Dataset excerpt

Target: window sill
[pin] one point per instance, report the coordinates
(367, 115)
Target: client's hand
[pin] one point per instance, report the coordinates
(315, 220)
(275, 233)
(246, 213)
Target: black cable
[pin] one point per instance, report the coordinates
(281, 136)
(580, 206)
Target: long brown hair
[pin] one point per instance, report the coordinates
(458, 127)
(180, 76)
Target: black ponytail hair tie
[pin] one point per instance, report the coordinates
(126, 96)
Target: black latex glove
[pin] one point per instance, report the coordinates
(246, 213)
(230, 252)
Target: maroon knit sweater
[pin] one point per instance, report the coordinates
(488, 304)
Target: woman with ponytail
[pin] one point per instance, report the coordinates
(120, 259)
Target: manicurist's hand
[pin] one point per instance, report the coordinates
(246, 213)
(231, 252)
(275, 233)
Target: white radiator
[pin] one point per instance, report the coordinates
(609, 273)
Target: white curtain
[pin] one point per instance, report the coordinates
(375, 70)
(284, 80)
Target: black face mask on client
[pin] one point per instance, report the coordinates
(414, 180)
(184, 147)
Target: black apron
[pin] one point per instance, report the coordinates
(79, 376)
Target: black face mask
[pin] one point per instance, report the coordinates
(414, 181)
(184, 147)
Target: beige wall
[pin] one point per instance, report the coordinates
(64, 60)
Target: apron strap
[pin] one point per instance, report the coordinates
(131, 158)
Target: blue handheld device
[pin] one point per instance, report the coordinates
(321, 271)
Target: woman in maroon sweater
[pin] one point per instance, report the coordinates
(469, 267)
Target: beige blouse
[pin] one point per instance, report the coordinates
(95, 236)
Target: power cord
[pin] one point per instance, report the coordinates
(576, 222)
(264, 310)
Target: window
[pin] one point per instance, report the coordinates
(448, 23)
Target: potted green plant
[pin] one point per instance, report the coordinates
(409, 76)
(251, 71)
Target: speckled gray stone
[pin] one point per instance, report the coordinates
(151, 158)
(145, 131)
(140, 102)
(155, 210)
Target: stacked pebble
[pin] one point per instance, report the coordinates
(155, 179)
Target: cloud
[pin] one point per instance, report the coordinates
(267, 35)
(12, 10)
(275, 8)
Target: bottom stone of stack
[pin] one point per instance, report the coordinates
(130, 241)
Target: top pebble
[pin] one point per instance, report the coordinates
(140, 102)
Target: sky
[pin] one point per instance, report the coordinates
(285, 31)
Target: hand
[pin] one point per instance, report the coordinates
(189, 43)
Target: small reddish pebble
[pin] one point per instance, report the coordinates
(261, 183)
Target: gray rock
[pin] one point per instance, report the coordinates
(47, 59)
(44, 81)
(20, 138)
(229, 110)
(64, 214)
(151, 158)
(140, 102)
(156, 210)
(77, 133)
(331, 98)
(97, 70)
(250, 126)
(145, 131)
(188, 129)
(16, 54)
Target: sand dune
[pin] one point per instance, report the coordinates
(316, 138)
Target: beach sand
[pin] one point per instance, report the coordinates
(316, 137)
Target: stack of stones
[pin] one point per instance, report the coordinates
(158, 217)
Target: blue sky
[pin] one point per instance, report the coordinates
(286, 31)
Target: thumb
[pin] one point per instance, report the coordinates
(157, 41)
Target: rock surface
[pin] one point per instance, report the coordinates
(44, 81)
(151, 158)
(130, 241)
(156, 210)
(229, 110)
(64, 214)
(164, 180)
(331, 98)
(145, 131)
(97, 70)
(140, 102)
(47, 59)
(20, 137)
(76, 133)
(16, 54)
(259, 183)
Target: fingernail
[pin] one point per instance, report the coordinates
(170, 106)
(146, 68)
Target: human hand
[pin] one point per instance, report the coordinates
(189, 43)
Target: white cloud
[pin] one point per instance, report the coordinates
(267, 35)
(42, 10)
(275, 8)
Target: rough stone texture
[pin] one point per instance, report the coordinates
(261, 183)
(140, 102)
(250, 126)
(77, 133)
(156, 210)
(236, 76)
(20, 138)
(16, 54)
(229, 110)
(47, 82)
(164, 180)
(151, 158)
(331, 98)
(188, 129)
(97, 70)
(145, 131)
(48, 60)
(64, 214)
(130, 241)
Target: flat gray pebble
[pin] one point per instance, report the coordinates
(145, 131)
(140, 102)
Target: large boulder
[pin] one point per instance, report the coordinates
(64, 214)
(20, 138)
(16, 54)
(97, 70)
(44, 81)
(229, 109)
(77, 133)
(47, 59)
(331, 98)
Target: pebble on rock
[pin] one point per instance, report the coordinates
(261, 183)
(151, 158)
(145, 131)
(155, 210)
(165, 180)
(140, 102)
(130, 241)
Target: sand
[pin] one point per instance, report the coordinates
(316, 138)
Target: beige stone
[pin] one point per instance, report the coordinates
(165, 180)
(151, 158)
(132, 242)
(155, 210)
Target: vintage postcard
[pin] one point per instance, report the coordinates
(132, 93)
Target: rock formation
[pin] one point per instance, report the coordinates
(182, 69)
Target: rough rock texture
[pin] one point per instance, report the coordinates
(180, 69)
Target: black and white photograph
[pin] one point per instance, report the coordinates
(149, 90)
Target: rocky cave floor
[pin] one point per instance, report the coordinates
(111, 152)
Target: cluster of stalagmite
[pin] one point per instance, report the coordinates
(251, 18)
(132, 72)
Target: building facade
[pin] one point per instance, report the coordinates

What is being asked: Reproduce word for word everything in the listing above, from the line containing "Target: cluster of stalagmite" down to the final line.

Written solution:
Target: cluster of stalagmite
[pin] one point per instance, report the coordinates
(251, 18)
(132, 72)
Target: building facade
[pin] one point per instance, report the coordinates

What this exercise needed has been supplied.